Dataset entries:
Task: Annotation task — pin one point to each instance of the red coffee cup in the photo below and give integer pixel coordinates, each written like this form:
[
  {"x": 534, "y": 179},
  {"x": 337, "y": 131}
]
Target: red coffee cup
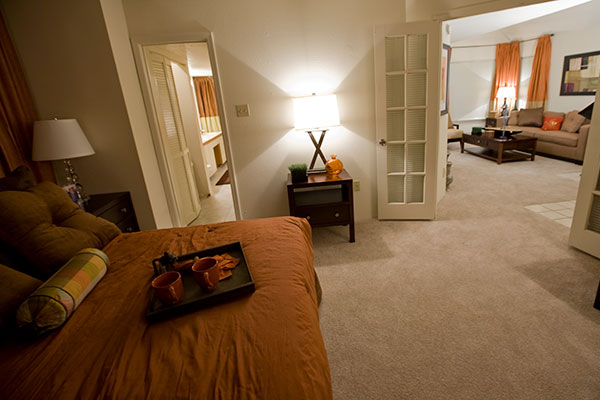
[
  {"x": 206, "y": 272},
  {"x": 168, "y": 287}
]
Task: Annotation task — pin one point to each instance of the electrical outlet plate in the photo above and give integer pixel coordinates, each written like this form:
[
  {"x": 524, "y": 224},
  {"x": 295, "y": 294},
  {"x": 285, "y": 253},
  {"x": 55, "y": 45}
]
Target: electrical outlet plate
[{"x": 242, "y": 110}]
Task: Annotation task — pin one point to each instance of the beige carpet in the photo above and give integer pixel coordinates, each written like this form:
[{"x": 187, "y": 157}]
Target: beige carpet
[{"x": 486, "y": 302}]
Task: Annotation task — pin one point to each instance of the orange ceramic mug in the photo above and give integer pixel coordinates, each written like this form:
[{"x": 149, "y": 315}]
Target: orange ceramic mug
[
  {"x": 206, "y": 272},
  {"x": 168, "y": 287}
]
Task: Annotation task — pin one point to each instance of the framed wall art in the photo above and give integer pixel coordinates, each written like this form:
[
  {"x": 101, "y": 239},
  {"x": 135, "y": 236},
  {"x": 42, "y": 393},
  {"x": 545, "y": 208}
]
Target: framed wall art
[
  {"x": 581, "y": 74},
  {"x": 445, "y": 75}
]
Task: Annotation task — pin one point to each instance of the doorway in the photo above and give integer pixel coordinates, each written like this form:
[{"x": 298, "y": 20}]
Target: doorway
[{"x": 183, "y": 100}]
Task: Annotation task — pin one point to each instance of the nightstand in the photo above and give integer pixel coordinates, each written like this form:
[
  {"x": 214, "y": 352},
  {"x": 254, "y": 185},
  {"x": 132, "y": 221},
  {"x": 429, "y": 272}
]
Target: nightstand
[
  {"x": 323, "y": 201},
  {"x": 115, "y": 207}
]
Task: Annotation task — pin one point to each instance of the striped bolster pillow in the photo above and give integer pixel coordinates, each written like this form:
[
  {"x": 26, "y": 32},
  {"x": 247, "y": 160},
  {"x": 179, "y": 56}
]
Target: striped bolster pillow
[{"x": 52, "y": 304}]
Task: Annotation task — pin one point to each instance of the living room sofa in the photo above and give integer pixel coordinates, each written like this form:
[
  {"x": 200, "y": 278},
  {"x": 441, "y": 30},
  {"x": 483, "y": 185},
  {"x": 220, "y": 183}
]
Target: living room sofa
[{"x": 568, "y": 142}]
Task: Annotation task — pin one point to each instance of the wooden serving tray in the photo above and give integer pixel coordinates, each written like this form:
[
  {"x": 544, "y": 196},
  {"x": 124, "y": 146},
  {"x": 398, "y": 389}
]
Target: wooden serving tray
[{"x": 194, "y": 297}]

What you should do: In your copy, please omit the pictures and print every line of the records exactly.

Exercise solution:
Task: Annotation task — pin one point to each instance of the red coffee cup in the photo below and give integer pixel coordinates, each written like this form:
[
  {"x": 534, "y": 179},
  {"x": 337, "y": 131}
]
Target: red coffee cup
[
  {"x": 206, "y": 272},
  {"x": 168, "y": 287}
]
Task: Annotation task — pin one point to each instance of the electrical outlet plate in the photo above and give integer pixel coordinates, each written like this form:
[
  {"x": 524, "y": 224},
  {"x": 295, "y": 294},
  {"x": 285, "y": 253},
  {"x": 55, "y": 45}
]
Target: electrical outlet plate
[{"x": 242, "y": 110}]
Task: Annotation task — pin one point to each instance of the beige carpet in the photo above and give integer pixel coordinates, each written like this form:
[{"x": 187, "y": 157}]
Target: beige carpet
[{"x": 486, "y": 302}]
Task: Annotation task — pin one point to each instance of the orange ceramic mug in the photo above and give integer pixel coordinates, each written like this form:
[{"x": 149, "y": 315}]
Target: orange ceramic mug
[
  {"x": 206, "y": 272},
  {"x": 168, "y": 287}
]
Task: Annotation task — pin one point to each instance of the framed wall art in the photo above and give integer pixel coordinates, each written like this form:
[
  {"x": 101, "y": 239},
  {"x": 135, "y": 236},
  {"x": 42, "y": 393},
  {"x": 545, "y": 208}
]
Target: framed wall art
[
  {"x": 581, "y": 74},
  {"x": 445, "y": 75}
]
Task: Annotation task — pin one point to each instance of the doorway in the photo above and give integer pixel coordinates, each written like this form:
[{"x": 298, "y": 20}]
Target: doorway
[{"x": 183, "y": 100}]
Task: Annotation task — pin one point to each instance of the nightstand in the photo above and give integer pixel coordinates, each written like this form:
[
  {"x": 214, "y": 352},
  {"x": 254, "y": 185},
  {"x": 132, "y": 221},
  {"x": 429, "y": 272}
]
Target: nightstand
[
  {"x": 323, "y": 201},
  {"x": 115, "y": 207}
]
Task: Annotation task — pin one point to each instance of the striped bolster pillow in the photo above and give integer pixel coordinates, each written like this form:
[
  {"x": 26, "y": 32},
  {"x": 247, "y": 160},
  {"x": 179, "y": 56}
]
Target: striped bolster pillow
[{"x": 52, "y": 304}]
Task: Annotation task — pin one point to each instance of the living room sofa in the photo above and give integer pixel coordinates, each written like this form:
[
  {"x": 200, "y": 278},
  {"x": 441, "y": 30},
  {"x": 483, "y": 185},
  {"x": 220, "y": 183}
]
Target: living room sofa
[{"x": 568, "y": 142}]
Task: Annotation task — pin one point to each instance of the wooden serving tray in the photo above and give integer pixel coordinates, each written like this form:
[
  {"x": 544, "y": 196},
  {"x": 124, "y": 146},
  {"x": 398, "y": 389}
]
Target: wooden serving tray
[{"x": 194, "y": 297}]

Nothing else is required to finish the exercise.